++++ Текст для анализа

На то, что все политические достижения «украинцев», объяснялись исключительно обманом самых разных слоев населения, но, прежде всего, крестьян, указывает также представитель еврейских организаций в Центральной Раде, киевский адвокат А.А.Гольденвейзер: «Секрет успеха национальной украинской агитации был в том, что она – так же, как впоследствии агитация большевистская – вполне угождала желаниям и склонностям широких, по преимуществу сельских масс. Крестьянам внушалось, что Центральная Рада защитит их от невыгодного общего передела земли с безземельными крестьянами севера. Их настраивали против Временного правительства, требовавшего от них все новых и новых жертв и настаивавшего на выполнении всех старых повинностей. Им внушали мысль, что не Украина затеяла войну и что поэтому они не обязаны воевать.
Широкие массы воспринимали возвещенные Центральной Радой лозунги именно в таком, полуанархическом и полудезертирском, смысле. И они пошли за Радой – впрочем, ненадолго. Полгода, а затем вторично полтора года спустя, те же самые Винниченко и Петлюра не могли ничего противопоставить тем уже вполне откровенно анархическим и дезертирским лозунгам, с которыми двигались на Украину большевики. И, как Гетевский “Zauberlehrling”, украинские лидеры не смогли совладать с духами, которых они же вызвали наружу»33…
У ЛЖИ НОГИ КОРОТКИ… Методы, избранные Центральной Радой для достижения своих сепаратистских целей, могли, конечно, обеспечить успех на ограниченный срок, но в более длительной перспективе неизбежно вели ее к политическому краху. Достаточно показателен в этом плане процесс формирования «украинской армии».

++++++++

Цель задания:
Перепишите дословно часть текста о Центральной Раде: начните с места, где стоят слова «На то, что все», и остановитесь после слов «не обязаны воевать.». Приведённый далее материал получен из другого источника.

++++ Извлечённые данные

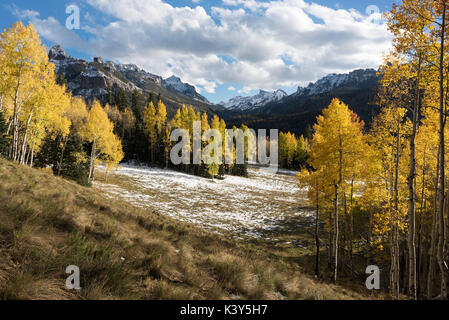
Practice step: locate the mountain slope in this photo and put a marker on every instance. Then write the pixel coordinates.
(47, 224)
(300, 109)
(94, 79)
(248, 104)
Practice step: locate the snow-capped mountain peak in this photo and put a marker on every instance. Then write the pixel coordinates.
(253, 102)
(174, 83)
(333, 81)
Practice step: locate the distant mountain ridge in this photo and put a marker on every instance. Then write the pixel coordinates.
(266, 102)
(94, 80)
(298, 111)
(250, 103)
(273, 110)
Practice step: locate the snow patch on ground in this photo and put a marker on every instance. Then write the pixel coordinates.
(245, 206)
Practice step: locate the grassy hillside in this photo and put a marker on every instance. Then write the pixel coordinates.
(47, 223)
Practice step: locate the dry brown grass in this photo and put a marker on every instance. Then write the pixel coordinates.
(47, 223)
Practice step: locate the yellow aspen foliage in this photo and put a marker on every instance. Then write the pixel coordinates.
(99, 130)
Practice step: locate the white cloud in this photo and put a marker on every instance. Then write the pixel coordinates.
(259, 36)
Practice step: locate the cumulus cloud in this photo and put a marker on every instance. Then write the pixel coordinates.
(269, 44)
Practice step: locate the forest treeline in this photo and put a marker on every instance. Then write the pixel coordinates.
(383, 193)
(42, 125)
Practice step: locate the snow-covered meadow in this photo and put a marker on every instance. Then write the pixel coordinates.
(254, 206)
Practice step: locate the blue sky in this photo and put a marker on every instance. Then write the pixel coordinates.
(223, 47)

++++++++

Ответ на задание:
На то, что все политические достижения «украинцев», объяснялись исключительно обманом самых разных слоев населения, но, прежде всего, крестьян, указывает также представитель еврейских организаций в Центральной Раде, киевский адвокат А.А.Гольденвейзер: «Секрет успеха национальной украинской агитации был в том, что она – так же, как впоследствии агитация большевистская – вполне угождала желаниям и склонностям широких, по преимуществу сельских масс. Крестьянам внушалось, что Центральная Рада защитит их от невыгодного общего передела земли с безземельными крестьянами севера. Их настраивали против Временного правительства, требовавшего от них все новых и новых жертв и настаивавшего на выполнении всех старых повинностей. Им внушали мысль, что не Украина затеяла войну и что поэтому они не обязаны воевать.